==== Study text

I see her in my oldest son as he tames the feral kittens that live in our neighborhood. I think that the people of Haskell, Texas just knew that if they dropped a kitten off in front of Grandma's house, it would be taken care of. As the years passed, more and more kittens were born, and my grandmother made sure they had a warm place to sleep and food in their bellies. Over my lifetime, I watched my grandma handle the wildest of kittens, who were completely calm when she neared. They did not bite or scratch. They surrounded her just for that moment of a warm embrace or a gentle back rub.

I see her in the wild flowers that grow almost all seasons in Texas. Grandma had the most wonderful green thumb. She could take a limp plant that was barely clinging to life and nurse it back to health. She would pinch off a bit of a wild ivy to grow in her garden, and every single one of her plants would thrive. She had the sweetest most unique flavored tomatoes that grew in her garden, and I have yet to find a tomato that I loved as much as the ones that I would spend my days with her harvesting. What most of us saw as weeds, she saw as a valuable staple and refused to cut down. Whether it was dandelion greens, lambs quarter, prickly pear, or wild garlic, it was all used by her. She taught my children that they could live off of the vegetation of the land if they just new what to look for.

========
==== Records provided

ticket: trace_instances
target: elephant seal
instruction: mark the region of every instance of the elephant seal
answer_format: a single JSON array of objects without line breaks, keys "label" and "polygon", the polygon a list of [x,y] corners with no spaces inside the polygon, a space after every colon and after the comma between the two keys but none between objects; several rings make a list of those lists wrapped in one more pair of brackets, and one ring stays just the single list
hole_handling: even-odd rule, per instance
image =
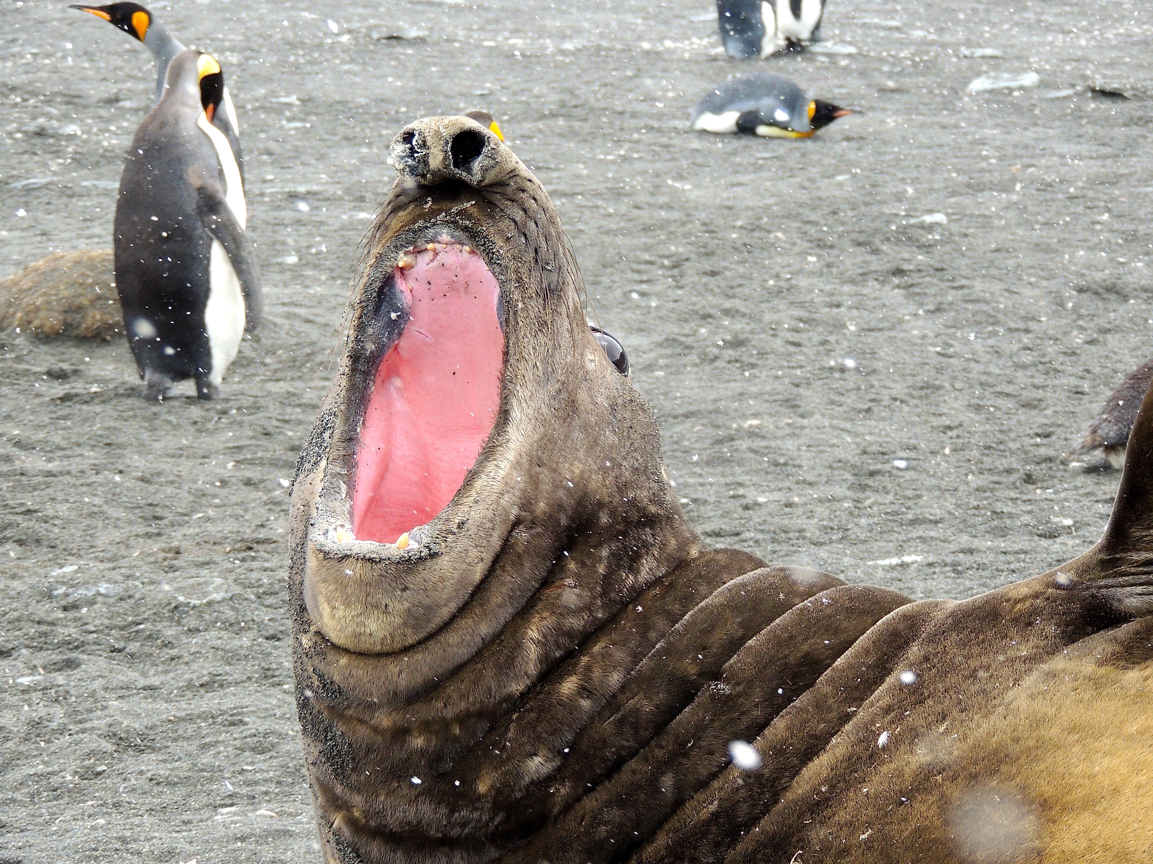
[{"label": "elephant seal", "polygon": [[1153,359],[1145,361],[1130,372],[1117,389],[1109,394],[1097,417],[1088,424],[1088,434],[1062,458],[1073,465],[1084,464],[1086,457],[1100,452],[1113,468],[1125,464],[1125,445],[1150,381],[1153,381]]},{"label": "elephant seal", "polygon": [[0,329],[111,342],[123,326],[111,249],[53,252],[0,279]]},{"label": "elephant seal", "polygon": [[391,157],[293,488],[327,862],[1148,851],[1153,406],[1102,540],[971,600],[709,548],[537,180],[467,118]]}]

========

Prompt: Copy the passage about the grandmother verbatim, starting with "I see her in the" and going on through "to look for.". The records were taken from a different source than the text.

Exercise result:
I see her in the wild flowers that grow almost all seasons in Texas. Grandma had the most wonderful green thumb. She could take a limp plant that was barely clinging to life and nurse it back to health. She would pinch off a bit of a wild ivy to grow in her garden, and every single one of her plants would thrive. She had the sweetest most unique flavored tomatoes that grew in her garden, and I have yet to find a tomato that I loved as much as the ones that I would spend my days with her harvesting. What most of us saw as weeds, she saw as a valuable staple and refused to cut down. Whether it was dandelion greens, lambs quarter, prickly pear, or wild garlic, it was all used by her. She taught my children that they could live off of the vegetation of the land if they just new what to look for.